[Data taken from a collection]
------

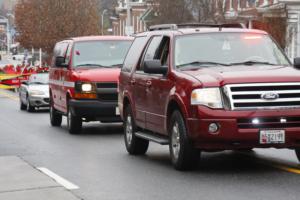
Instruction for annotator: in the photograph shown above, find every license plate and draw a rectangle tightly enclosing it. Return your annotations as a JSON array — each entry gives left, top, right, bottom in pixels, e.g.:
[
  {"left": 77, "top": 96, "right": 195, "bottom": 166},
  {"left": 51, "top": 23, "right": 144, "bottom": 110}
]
[
  {"left": 259, "top": 130, "right": 285, "bottom": 144},
  {"left": 116, "top": 107, "right": 120, "bottom": 115}
]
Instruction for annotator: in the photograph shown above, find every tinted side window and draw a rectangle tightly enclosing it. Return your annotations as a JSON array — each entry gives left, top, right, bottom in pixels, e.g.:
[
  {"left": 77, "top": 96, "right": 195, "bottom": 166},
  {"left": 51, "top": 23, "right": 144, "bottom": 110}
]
[
  {"left": 122, "top": 37, "right": 147, "bottom": 72},
  {"left": 144, "top": 36, "right": 162, "bottom": 60},
  {"left": 66, "top": 43, "right": 73, "bottom": 64},
  {"left": 51, "top": 42, "right": 68, "bottom": 67}
]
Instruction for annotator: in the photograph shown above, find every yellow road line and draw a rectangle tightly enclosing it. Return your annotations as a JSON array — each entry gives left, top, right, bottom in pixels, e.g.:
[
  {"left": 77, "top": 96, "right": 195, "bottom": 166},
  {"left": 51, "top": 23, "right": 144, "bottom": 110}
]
[
  {"left": 0, "top": 91, "right": 19, "bottom": 101},
  {"left": 241, "top": 153, "right": 300, "bottom": 174},
  {"left": 272, "top": 165, "right": 300, "bottom": 174}
]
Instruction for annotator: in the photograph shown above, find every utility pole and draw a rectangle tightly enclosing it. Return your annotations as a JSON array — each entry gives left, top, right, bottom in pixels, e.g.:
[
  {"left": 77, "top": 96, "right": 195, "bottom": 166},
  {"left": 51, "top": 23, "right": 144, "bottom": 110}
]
[
  {"left": 101, "top": 9, "right": 107, "bottom": 35},
  {"left": 125, "top": 0, "right": 133, "bottom": 35}
]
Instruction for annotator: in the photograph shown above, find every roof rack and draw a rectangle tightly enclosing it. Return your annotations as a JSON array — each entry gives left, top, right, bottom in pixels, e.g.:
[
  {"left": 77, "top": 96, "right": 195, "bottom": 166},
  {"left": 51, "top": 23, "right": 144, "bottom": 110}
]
[{"left": 149, "top": 23, "right": 246, "bottom": 31}]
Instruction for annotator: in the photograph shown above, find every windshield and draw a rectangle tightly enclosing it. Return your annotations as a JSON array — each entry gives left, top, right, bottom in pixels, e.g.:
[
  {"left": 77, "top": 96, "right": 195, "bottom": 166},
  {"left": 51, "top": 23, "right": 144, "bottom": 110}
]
[
  {"left": 73, "top": 41, "right": 132, "bottom": 67},
  {"left": 28, "top": 73, "right": 49, "bottom": 85},
  {"left": 175, "top": 33, "right": 290, "bottom": 68}
]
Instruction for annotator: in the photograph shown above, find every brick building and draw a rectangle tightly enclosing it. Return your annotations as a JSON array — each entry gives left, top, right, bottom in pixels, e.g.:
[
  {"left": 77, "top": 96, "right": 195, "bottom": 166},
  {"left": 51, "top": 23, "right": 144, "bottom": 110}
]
[
  {"left": 112, "top": 0, "right": 300, "bottom": 59},
  {"left": 111, "top": 0, "right": 152, "bottom": 35}
]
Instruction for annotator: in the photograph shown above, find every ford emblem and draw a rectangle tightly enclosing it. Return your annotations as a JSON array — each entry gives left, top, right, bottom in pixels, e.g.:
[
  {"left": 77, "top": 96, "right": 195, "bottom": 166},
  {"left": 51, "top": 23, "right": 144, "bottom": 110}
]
[{"left": 261, "top": 92, "right": 279, "bottom": 100}]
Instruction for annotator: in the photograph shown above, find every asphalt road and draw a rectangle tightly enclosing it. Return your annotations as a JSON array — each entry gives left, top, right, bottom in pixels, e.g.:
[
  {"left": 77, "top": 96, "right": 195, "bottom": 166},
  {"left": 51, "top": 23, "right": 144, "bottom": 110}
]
[{"left": 0, "top": 91, "right": 300, "bottom": 200}]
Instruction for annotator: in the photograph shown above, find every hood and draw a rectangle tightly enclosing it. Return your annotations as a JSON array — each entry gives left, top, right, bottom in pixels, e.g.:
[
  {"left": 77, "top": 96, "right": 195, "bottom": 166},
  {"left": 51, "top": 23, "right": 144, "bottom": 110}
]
[
  {"left": 28, "top": 84, "right": 49, "bottom": 95},
  {"left": 184, "top": 66, "right": 300, "bottom": 87},
  {"left": 74, "top": 68, "right": 121, "bottom": 82}
]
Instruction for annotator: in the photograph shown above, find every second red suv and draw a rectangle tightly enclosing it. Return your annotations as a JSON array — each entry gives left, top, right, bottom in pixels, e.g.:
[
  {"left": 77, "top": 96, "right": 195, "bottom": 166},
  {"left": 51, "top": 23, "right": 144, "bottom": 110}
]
[
  {"left": 50, "top": 36, "right": 133, "bottom": 134},
  {"left": 119, "top": 24, "right": 300, "bottom": 170}
]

------

**WHAT TO DO:** Locate every line in the data above that contains the word "road", and copy each of those lines.

**THE RESPONSE:**
Instruction for annotator: in the photograph shown above, find every yellow road line and draw a rectangle tightly enclosing it. Return your annotations as a JSON array — each entry gives left, top, right, bottom in pixels, e.g.:
Instruction for annotator: in the photograph shown above, find every asphalt road and draw a rectangle tightly enclosing it. Return your annotations as a JSON array — each entry gives left, top, right, bottom in pixels, e.g.:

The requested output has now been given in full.